(ASSIGNMENT) Show each line of the records in which the word "tussock" occurs.

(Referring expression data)

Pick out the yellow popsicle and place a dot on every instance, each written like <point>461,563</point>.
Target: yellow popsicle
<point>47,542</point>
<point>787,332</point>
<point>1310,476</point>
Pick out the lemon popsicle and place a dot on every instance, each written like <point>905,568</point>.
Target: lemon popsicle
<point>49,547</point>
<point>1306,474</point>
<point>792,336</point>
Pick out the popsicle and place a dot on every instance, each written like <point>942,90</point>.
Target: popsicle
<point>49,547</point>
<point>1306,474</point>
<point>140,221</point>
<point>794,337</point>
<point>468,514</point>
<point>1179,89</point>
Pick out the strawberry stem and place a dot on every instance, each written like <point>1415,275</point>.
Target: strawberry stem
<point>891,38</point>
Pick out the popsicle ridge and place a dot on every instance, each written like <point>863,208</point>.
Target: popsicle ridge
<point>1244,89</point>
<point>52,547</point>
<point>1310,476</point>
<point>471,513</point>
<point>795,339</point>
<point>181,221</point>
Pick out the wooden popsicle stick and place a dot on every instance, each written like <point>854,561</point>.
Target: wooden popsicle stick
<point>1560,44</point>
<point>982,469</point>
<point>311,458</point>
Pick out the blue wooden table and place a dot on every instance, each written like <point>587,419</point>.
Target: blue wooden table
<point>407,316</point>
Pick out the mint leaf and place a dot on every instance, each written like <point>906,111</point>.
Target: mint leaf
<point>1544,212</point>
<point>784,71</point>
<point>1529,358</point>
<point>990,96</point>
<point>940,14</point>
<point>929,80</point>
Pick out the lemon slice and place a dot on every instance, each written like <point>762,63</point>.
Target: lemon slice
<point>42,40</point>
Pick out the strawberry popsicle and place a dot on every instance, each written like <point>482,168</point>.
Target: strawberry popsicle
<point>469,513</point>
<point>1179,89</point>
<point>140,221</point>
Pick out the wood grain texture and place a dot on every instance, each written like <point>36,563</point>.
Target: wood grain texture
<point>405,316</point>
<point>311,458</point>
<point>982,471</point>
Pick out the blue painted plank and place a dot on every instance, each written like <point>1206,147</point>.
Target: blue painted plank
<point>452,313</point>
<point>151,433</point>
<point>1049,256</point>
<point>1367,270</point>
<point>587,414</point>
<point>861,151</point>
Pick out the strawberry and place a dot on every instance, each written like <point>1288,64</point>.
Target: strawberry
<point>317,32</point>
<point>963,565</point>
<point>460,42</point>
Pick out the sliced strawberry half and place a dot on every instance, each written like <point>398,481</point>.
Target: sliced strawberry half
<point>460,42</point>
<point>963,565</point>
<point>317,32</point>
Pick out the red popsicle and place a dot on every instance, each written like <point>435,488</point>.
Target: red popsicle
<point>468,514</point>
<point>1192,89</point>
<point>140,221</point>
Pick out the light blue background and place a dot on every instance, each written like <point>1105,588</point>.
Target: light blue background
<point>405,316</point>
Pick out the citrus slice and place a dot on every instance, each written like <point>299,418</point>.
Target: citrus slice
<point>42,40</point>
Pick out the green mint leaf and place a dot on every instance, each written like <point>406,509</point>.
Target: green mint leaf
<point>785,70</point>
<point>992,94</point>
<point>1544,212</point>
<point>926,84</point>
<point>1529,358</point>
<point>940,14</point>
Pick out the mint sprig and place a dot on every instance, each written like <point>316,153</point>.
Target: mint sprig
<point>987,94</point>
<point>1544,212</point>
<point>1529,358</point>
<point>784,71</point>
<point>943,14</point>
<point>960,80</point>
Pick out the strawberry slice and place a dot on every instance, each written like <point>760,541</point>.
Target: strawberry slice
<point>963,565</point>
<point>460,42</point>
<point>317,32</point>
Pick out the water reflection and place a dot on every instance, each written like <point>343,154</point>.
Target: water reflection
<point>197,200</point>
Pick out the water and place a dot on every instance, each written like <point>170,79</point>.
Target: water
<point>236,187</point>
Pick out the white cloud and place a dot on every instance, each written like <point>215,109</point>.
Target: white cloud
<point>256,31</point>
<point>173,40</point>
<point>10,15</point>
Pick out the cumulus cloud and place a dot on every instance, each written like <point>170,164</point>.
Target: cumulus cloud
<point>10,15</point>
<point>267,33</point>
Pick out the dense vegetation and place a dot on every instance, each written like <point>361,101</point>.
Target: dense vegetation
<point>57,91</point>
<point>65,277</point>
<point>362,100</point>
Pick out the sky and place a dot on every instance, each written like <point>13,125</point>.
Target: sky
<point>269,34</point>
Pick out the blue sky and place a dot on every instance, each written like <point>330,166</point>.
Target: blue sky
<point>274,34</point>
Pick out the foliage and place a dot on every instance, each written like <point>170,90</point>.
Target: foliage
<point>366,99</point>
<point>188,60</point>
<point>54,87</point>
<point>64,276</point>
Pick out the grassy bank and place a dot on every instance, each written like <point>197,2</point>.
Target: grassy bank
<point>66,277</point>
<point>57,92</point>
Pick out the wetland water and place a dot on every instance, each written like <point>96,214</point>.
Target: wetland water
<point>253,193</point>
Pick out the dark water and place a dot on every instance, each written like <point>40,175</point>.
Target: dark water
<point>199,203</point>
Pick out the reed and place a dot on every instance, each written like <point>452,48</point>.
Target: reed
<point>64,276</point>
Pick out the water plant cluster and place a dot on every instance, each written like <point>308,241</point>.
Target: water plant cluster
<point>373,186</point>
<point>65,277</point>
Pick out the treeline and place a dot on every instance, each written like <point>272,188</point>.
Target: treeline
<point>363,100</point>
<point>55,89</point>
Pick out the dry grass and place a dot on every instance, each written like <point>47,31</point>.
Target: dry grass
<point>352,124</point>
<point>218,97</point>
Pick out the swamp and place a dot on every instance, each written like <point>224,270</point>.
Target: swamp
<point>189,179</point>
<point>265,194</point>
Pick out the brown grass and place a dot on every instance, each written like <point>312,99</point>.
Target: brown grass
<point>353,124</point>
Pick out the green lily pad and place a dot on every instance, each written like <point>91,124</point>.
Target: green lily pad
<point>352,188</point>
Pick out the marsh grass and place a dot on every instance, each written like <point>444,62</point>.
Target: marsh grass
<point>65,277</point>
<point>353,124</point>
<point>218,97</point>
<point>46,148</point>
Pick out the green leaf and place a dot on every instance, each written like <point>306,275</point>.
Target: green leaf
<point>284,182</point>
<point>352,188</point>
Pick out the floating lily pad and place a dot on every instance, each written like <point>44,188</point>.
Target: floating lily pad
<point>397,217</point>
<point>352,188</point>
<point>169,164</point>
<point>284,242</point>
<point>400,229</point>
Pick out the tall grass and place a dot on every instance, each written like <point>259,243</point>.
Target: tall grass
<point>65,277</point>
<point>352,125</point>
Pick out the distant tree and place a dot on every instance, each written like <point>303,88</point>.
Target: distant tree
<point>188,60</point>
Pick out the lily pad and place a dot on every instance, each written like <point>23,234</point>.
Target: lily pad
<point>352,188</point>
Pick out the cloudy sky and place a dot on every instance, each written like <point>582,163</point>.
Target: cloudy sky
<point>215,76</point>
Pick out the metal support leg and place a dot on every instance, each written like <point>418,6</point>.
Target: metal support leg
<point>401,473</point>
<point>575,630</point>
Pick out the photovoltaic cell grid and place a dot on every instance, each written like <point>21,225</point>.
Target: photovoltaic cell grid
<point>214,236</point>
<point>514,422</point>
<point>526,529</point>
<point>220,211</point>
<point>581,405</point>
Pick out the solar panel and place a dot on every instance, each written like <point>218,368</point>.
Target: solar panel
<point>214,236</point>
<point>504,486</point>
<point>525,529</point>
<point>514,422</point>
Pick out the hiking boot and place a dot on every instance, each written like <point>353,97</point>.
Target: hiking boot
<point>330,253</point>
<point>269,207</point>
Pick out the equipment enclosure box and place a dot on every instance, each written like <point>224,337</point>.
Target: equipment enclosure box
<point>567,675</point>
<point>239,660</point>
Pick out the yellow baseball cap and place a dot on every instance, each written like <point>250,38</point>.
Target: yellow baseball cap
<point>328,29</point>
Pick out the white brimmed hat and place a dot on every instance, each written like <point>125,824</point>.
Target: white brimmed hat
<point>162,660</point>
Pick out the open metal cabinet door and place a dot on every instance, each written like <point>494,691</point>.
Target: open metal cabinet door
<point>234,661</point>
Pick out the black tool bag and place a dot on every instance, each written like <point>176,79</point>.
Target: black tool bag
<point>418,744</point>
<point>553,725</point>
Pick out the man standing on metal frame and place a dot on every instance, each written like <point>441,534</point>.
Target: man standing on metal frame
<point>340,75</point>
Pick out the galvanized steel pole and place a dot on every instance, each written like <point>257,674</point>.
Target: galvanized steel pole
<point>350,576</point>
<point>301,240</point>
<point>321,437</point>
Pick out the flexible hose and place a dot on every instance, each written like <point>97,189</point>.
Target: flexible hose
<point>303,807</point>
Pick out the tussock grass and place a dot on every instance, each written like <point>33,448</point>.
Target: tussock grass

(TASK RESULT)
Pick out the tussock grass and place a dot on every instance, each written like <point>33,448</point>.
Target: tussock grass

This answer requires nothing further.